A block of data:
-- begin --
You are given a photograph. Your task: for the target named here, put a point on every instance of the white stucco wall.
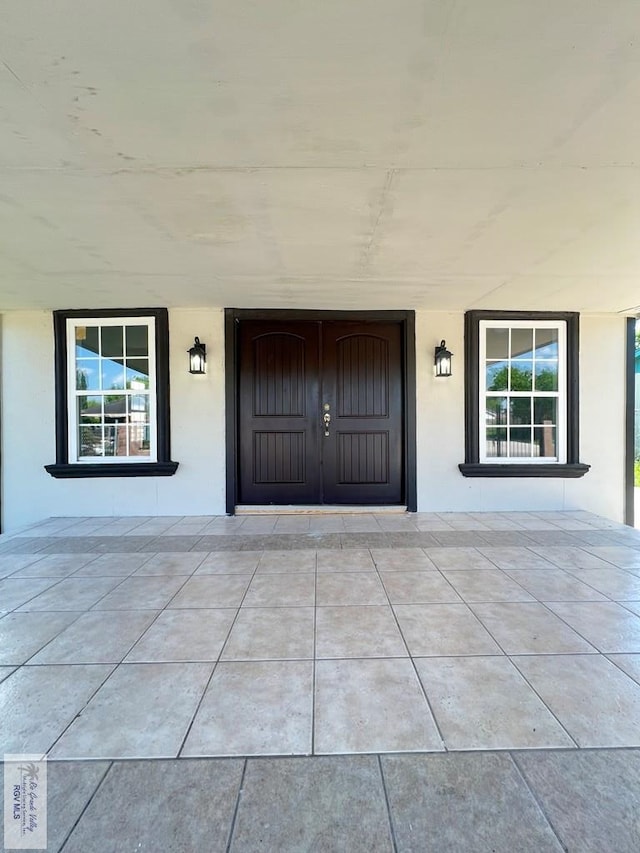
(28, 433)
(197, 425)
(440, 428)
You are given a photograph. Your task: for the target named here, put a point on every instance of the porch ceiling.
(444, 154)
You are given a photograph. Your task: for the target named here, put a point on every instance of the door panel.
(290, 375)
(278, 392)
(362, 382)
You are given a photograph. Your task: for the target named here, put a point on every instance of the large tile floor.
(250, 638)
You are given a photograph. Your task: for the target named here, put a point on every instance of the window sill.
(116, 469)
(569, 471)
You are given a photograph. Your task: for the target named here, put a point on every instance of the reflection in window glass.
(113, 391)
(497, 343)
(521, 391)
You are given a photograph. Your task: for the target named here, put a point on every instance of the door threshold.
(292, 509)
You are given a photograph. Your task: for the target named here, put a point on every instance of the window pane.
(496, 411)
(88, 374)
(112, 341)
(112, 375)
(139, 444)
(90, 440)
(545, 410)
(138, 408)
(521, 343)
(119, 445)
(520, 410)
(137, 341)
(138, 372)
(86, 341)
(546, 376)
(520, 442)
(546, 343)
(497, 376)
(497, 343)
(545, 440)
(89, 409)
(496, 442)
(521, 372)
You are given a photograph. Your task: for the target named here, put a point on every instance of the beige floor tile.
(616, 583)
(371, 706)
(629, 664)
(444, 629)
(484, 703)
(16, 591)
(55, 566)
(229, 563)
(113, 565)
(271, 633)
(597, 703)
(609, 627)
(255, 708)
(490, 585)
(171, 564)
(619, 555)
(39, 702)
(554, 585)
(142, 710)
(23, 634)
(515, 558)
(211, 591)
(184, 635)
(633, 606)
(286, 562)
(72, 594)
(418, 587)
(358, 632)
(568, 557)
(100, 636)
(141, 594)
(345, 560)
(458, 558)
(401, 559)
(529, 628)
(349, 588)
(281, 590)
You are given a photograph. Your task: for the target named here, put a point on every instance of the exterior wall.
(28, 435)
(197, 425)
(440, 428)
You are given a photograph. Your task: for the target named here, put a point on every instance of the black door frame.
(232, 320)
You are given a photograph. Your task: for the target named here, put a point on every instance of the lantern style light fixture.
(198, 357)
(442, 360)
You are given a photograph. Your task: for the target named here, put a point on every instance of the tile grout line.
(234, 817)
(537, 801)
(392, 829)
(86, 806)
(216, 662)
(413, 663)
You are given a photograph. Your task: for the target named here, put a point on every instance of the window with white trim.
(112, 389)
(112, 393)
(522, 394)
(522, 391)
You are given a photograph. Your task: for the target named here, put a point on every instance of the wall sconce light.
(442, 360)
(198, 357)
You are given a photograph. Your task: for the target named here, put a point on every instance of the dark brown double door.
(320, 412)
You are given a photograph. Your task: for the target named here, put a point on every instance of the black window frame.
(472, 467)
(163, 466)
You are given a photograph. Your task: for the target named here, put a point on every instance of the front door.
(320, 412)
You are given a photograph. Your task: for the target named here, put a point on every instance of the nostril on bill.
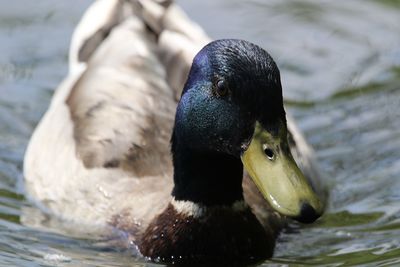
-- end --
* Short task
Show every line of the rows above that contains the string "door", copying each such line in full.

* The response
You are given a photograph. Your task: for the target named here, put a point on every instance of the door panel.
You are given a photograph. Your task: for the target named here, put a point on every instance of the door threshold.
You are given a photograph. Your task: for the target named here, put a point on every instance of the black door frame.
You are given a photograph. Your task: for the target named here, put a point on every instance of the dark brown double door.
You are given a photograph. Your task: for the target named here, put a point on every instance of the front door.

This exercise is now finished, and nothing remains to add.